*EXERCISE:* Format the lines below as a JSON list of strings with one string per line, leaving out any blank lines.

*RECORDS FOR THIS TASK:*
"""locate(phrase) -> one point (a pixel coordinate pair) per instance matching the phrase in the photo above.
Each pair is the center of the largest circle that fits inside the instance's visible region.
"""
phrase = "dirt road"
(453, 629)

*SOLUTION TO THIS EXERCISE:*
[
  "\"\"\"locate(phrase) -> one point (a pixel coordinate pair) per instance matching the phrase in the photo above.",
  "Each pair is the center of the largest circle that fits inside the instance's visible region.",
  "\"\"\"",
  "phrase = \"dirt road\"",
  "(453, 629)"
]